PROBLEM:
Locate the line that contains "Where can the horse's head" in the entries below. Retype it and all following lines through the final one, character for character.

TASK MATERIAL:
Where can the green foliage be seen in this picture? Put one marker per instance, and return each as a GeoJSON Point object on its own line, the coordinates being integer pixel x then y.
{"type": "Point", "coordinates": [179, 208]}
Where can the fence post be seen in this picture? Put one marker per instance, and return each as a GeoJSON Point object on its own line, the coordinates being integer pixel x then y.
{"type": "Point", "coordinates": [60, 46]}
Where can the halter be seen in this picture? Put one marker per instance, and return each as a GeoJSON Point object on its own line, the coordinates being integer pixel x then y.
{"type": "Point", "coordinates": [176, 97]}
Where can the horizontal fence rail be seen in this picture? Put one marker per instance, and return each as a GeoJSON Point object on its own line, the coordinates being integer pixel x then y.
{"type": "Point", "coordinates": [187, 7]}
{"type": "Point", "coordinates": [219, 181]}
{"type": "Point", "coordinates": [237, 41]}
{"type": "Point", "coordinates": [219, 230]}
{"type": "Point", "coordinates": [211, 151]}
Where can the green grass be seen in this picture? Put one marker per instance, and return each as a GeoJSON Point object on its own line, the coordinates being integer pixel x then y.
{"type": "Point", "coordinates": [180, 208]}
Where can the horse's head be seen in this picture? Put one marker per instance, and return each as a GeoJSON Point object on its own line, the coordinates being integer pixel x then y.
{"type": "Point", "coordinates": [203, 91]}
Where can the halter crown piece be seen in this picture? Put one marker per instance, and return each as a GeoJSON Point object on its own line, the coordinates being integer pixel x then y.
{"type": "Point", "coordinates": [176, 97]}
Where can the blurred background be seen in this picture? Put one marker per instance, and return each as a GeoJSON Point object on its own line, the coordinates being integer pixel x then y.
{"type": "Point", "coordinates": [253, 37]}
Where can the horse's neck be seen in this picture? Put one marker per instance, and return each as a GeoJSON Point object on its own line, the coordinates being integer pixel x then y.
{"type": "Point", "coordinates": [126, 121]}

WRITTEN REPLY:
Where can the horse's head be seen in this picture? Put one marker per instance, and return each as a GeoJSON Point object on its own line, the coordinates being integer pixel x then y.
{"type": "Point", "coordinates": [203, 91]}
Where can the halter crown piece be seen in this picture? Put one marker per instance, and return each as a GeoJSON Point object on its own line, the coordinates being integer pixel x then y.
{"type": "Point", "coordinates": [176, 97]}
Where can the blurred background be seen in this picture? Put one marker per instance, and return each as a GeoJSON Point object on its own line, the coordinates being integer pixel x then y.
{"type": "Point", "coordinates": [253, 37]}
Where can the horse's neck be seen in this picture? Put one marker per instance, and return each as a GeoJSON Point object on its own line, the coordinates being integer pixel x then y.
{"type": "Point", "coordinates": [126, 121]}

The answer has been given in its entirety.